Reproduce each of the following entries line for line, with no change to any wording, number, or punctuation.

^^^^

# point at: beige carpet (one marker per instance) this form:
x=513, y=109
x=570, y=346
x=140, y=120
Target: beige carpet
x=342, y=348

^^^^

* _EXERCISE OUTPUT_
# point at: beige carpet (one marker per instance) this form:
x=513, y=109
x=570, y=346
x=140, y=120
Target: beige carpet
x=342, y=348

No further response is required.